◆ Your assignment
Take every line of the material below that includes the string "green" and copy it out.

■ ■ ■ ■

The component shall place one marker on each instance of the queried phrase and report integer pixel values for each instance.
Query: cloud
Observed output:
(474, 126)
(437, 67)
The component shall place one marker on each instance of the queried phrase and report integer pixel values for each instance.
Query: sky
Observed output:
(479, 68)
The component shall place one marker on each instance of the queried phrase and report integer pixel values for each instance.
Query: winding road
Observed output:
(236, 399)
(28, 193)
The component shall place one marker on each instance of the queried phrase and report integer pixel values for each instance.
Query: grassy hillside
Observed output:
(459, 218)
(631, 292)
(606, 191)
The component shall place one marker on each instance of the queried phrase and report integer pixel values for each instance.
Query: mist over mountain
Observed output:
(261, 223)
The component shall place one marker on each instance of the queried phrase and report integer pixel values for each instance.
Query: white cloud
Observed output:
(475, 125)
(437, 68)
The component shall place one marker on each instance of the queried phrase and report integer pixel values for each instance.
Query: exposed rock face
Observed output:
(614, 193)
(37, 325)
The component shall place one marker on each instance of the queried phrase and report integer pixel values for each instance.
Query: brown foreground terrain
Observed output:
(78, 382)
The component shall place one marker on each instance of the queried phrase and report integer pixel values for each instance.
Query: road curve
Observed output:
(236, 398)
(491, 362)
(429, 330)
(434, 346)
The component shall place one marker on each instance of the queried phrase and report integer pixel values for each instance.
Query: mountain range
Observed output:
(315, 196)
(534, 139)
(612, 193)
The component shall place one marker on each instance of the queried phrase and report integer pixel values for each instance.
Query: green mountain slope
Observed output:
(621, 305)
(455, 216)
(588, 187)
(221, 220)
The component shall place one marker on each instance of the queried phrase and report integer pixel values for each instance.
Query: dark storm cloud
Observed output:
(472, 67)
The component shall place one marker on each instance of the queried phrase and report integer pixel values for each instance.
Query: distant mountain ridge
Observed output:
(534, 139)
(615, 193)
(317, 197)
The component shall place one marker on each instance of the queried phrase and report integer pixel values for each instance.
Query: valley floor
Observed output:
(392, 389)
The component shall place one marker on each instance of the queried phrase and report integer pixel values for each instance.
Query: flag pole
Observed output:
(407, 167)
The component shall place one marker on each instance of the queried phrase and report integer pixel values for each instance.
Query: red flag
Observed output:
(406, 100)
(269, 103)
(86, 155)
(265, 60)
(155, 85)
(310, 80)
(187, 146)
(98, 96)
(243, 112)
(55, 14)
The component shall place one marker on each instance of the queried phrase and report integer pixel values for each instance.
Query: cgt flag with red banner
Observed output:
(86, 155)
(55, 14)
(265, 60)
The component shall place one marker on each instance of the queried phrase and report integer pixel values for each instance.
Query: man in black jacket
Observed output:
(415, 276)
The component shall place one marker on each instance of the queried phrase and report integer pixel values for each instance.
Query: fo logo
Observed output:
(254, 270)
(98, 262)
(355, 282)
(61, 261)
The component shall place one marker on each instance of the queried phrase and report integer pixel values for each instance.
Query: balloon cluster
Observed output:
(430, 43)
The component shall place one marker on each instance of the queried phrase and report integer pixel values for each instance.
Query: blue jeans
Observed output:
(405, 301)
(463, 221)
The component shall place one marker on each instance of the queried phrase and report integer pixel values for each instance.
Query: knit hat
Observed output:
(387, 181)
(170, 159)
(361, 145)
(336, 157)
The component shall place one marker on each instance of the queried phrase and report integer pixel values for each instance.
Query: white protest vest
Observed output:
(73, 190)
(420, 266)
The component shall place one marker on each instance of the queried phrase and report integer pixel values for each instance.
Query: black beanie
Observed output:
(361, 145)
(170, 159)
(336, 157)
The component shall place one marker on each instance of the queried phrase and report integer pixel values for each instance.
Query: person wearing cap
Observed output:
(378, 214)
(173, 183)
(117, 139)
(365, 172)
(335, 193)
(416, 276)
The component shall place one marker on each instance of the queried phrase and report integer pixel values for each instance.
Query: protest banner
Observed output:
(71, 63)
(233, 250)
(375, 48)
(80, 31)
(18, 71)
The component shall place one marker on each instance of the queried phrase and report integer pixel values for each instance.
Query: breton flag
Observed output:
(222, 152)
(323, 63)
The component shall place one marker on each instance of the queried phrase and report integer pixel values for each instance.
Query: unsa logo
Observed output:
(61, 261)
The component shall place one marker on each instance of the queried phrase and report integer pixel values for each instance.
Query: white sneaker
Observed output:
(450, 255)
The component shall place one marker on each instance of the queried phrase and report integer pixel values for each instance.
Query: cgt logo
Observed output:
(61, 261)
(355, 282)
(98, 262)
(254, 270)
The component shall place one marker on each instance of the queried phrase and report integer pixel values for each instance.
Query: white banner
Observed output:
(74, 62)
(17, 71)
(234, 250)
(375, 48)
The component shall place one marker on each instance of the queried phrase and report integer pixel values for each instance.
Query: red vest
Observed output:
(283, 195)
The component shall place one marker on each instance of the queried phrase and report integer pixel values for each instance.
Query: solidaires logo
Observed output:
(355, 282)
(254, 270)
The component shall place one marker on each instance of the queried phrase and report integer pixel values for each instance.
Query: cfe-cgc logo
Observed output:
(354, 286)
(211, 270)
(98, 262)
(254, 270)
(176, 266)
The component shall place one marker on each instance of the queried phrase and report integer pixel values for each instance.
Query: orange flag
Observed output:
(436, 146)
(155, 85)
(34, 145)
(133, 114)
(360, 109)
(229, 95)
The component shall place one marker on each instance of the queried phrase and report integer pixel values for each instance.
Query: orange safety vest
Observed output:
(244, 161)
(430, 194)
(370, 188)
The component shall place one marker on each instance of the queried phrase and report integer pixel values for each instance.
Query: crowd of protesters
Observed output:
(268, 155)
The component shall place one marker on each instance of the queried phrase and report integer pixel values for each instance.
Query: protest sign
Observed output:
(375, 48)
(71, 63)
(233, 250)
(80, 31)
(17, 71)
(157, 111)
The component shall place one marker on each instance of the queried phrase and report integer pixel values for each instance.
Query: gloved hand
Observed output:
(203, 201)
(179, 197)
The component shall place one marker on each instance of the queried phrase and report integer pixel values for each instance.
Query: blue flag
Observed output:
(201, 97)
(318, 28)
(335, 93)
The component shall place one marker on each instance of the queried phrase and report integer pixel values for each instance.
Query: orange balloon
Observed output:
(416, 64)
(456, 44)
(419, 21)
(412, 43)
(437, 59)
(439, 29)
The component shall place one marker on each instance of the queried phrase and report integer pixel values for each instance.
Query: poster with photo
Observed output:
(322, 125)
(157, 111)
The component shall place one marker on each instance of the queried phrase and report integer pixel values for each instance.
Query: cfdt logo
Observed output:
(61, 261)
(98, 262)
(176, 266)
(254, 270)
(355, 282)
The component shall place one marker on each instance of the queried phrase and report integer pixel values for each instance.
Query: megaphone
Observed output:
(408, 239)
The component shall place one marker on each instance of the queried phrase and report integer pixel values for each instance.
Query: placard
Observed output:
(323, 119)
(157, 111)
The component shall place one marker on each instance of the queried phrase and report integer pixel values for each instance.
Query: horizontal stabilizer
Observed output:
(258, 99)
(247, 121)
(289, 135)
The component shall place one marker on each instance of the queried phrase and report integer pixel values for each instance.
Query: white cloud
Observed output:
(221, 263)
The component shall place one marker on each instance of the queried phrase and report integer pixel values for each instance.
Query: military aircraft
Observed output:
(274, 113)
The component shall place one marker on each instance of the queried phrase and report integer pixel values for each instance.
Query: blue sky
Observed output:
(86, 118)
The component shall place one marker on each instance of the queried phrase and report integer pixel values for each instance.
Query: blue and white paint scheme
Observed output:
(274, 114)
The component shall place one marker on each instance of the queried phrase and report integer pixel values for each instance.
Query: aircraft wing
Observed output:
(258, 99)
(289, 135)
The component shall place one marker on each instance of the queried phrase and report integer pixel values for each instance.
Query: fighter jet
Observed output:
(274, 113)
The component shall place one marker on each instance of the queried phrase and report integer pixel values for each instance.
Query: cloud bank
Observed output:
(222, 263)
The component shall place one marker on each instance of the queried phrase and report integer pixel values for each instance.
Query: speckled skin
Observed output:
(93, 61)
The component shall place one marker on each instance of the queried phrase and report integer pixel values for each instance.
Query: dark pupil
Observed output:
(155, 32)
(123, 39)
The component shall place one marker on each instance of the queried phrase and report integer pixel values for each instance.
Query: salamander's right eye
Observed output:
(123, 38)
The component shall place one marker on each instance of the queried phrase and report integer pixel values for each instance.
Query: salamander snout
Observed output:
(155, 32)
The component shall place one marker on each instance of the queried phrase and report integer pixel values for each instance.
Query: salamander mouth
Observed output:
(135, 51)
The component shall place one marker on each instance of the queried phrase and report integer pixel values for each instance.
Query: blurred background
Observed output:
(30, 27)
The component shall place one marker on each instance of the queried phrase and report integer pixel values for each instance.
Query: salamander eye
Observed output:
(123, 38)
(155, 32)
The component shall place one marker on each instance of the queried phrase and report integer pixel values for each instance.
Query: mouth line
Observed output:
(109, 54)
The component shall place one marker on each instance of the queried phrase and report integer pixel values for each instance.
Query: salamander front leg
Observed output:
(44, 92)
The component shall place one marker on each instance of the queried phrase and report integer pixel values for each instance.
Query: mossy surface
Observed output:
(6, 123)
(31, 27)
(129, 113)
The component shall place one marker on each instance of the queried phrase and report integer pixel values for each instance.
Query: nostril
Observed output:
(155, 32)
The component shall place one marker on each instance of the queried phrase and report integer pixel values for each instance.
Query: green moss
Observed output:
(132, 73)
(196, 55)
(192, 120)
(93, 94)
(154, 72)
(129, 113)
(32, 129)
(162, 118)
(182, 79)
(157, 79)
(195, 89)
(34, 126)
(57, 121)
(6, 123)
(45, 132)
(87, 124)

■ ■ ■ ■

◆ Result of this exercise
Query: green mountain slope
Query: green moss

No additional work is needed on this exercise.